> [Exercise aim] Update the material below by replacing "Excuse me" with "Pardon me" throughout, leaving everything else unchanged. Omit the pictures from your answer.

> [Exercise material]
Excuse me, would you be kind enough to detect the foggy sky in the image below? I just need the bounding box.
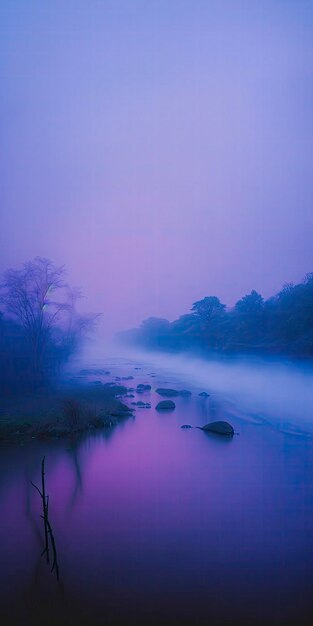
[0,0,313,332]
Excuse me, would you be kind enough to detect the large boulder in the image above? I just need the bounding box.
[156,387,179,398]
[155,400,175,411]
[136,383,151,393]
[200,421,235,436]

> [Completed exercise]
Pardon me, would you be kind enough to detect the foggy sky in the image below? I just need the bounding box.
[0,0,313,332]
Pardon me, would you be kind enough to detect the large boulder in the image above? I just need the bounding box.
[156,387,179,398]
[155,400,175,411]
[136,383,151,393]
[200,421,235,436]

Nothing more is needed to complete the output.